**Text excerpt:**

········

In addition to the above roles, Kearney also served as the Assistant Executive Director of the Washington Interscholastic Activities Association (WIAA). For 16 years he served the United States Olympic Committee (USOC) as a committee member and later as a USOC Committee Chairman. He was then named to the USOC Board of Directors and in 1996 he was awarded the USOC Olympic Torch Award.

In the 1978–79 season at Michigan State University, his teams captured the Big Ten Conference titles in football, basketball and baseball—the so-called triple crown. The 1978–79 Michigan State Spartans men's basketball team, led by future NBA Hall of Fame forward Magic Johnson, defeated Indiana State (led by fellow future NBA Hall of Famer Larry Bird) in the title game of the 1979 NCAA Division I Basketball Tournament.

Kearney hired and worked with some of the most prominent coaches in university athletics, including Hall of Fame football player, Jim Owens, college football coaching hall of famer Don James (football), and Darryl Rogers in football. In basketball, he worked with three Naismith Memorial Basketball Hall of Fame inductees: Marv Harshman, Jud Heathcote and Tex Winter. In other sports he worked with such outstanding coaches as Dick Erickson and Bob Ernst in crew, Earl Ellis in swimming, Dr. Eric Hughes in gymnastics, Ken Shannon in track and field, the legendary Danny Litwhiler in baseball, Joe Baum in soccer, and Amo Bessone and Ron Mason in ice hockey. Bessone and Mason both won NCAA Men's Ice Hockey Championships, with Mason retiring with the all-time highest number of wins in Division One ice hockey. Mason was the athletic director at Michigan State University until his retirement in early 2008, when he was succeeded by Mark Hollis, who was basketball team manager on Jud Heathcote's staff at Michigan State and on Kearney's staff at the Western Athletic Conference.

==Honors==
In 1991, Joe Kearney was nominated by the National Association of Collegiate Directors of Athletics (NACDA) to be its recipient of the Corbett Award, which is the highest honor in university sports administration. The Western Athletic Conference presents the Joe Kearney Award to the top male and female athlete each year—an award that has been given annually since the 1991–92 academic year. In July 2014, Kearney was selected for induction into the University of Washington Husky Hall of Fame. Further, in May 2020, Kearney was inducted into the State of Washington Sports Hall of Fame for his long career in high-school and university athletics within the state.

==Later life and family==
Kearney retired to Tucson, Arizona, and lived there for 16 years with his wife, Dorothea Kearney (born January 3, 1927, in Shelton, Washington, deceased February 5, 2011, in Denver, Colorado). He was the father of five children (Jan Veile, Kevin Kearney, Erin Leary, Shawn Bassham and Robin Kearney) and had eleven grandchildren (Christopher Kearney; Katie Kearney; Nicholas Kearney; Emma Tanabe; Ryan Kearney; Aaron Bassham; Seth Bassham; Graham Veile; Laurel Sanford; Trey Howard and Adrianne Leary).

Kearney died on May 5, 2010, in Tucson, after an eight-month battle with pancreatic cancer.

········

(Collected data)
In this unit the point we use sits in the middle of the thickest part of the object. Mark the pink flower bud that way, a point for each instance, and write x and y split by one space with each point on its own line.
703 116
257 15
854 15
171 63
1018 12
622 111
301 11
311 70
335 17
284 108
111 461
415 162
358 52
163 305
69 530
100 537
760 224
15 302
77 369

········

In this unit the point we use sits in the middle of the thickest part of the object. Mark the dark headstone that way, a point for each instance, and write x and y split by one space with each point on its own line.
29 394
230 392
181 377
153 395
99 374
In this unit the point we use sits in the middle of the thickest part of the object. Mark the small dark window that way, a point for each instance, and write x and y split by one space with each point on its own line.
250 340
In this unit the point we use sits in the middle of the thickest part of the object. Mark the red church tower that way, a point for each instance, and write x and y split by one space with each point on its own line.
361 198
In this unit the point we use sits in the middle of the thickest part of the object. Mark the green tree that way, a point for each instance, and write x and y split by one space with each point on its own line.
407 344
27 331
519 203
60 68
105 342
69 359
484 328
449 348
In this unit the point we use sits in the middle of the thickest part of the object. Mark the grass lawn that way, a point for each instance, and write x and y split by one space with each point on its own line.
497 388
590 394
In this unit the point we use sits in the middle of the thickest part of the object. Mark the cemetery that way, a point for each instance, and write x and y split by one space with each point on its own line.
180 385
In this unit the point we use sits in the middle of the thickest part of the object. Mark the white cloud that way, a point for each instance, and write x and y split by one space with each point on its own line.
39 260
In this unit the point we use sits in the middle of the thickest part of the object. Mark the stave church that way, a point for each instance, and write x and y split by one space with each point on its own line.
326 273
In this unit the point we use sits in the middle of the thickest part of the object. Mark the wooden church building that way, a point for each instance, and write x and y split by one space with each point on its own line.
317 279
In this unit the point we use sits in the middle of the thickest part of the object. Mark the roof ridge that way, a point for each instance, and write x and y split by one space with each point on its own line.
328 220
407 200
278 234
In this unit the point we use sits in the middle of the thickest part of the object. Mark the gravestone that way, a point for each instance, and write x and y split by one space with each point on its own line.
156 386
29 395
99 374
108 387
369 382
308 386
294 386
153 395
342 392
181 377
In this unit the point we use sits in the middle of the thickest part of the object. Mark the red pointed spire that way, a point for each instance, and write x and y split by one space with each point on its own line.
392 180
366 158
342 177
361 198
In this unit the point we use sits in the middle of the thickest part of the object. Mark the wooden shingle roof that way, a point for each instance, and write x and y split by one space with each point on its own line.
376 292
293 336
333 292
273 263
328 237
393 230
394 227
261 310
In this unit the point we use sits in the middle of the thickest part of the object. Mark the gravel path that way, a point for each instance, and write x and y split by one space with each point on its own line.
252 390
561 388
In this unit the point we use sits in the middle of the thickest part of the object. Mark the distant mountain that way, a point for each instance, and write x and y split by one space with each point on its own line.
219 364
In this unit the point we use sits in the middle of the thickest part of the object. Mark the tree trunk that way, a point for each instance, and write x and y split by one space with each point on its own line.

········

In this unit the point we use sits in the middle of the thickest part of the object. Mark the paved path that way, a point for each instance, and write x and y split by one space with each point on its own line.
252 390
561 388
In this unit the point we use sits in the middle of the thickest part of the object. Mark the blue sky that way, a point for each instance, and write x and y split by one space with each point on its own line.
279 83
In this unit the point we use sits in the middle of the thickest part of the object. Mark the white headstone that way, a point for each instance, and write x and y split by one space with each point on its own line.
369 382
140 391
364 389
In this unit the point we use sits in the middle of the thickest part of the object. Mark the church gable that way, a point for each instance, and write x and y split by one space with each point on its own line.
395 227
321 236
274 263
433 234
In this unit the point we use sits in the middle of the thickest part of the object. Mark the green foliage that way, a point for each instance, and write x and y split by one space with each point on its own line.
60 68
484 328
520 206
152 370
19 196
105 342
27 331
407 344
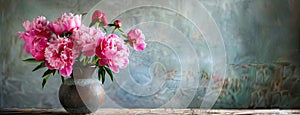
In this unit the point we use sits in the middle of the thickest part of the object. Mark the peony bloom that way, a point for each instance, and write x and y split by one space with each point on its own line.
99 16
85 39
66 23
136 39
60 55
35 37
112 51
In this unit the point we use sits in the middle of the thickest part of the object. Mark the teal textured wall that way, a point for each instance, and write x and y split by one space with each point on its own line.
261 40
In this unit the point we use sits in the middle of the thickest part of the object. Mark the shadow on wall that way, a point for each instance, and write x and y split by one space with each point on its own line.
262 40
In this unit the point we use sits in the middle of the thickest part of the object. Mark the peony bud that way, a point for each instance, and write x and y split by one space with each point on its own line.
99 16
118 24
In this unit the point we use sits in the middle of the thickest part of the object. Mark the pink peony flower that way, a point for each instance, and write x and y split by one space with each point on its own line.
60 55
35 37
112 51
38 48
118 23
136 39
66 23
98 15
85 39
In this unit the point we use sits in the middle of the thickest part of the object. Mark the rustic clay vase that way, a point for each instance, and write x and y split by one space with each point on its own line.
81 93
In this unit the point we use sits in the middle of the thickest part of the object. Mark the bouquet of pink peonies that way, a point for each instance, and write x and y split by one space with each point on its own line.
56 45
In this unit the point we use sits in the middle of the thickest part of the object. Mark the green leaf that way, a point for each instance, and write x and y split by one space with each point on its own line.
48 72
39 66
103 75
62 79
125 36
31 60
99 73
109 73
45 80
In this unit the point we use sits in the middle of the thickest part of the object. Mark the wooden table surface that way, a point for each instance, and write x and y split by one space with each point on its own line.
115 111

········

**Problems to solve:**
1. Write out the part of the text about Joe Kearney starting at "In the 1978–79" and ending at "I Basketball Tournament.".
2. Answer these questions using the text about Joe Kearney:
(a) What award did the USOC give Kearney in 1996?
(b) Which team did Michigan State defeat in the title game of the 1979 NCAA Division I Basketball Tournament?
(c) In what month and year was Kearney inducted into the State of Washington Sports Hall of Fame?

**Results:**
1.
In the 1978–79 season at Michigan State University, his teams captured the Big Ten Conference titles in football, basketball and baseball—the so-called triple crown. The 1978–79 Michigan State Spartans men's basketball team, led by future NBA Hall of Fame forward Magic Johnson, defeated Indiana State (led by fellow future NBA Hall of Famer Larry Bird) in the title game of the 1979 NCAA Division I Basketball Tournament.

2.
(a) The USOC Olympic Torch Award
(b) Indiana State
(c) May 2020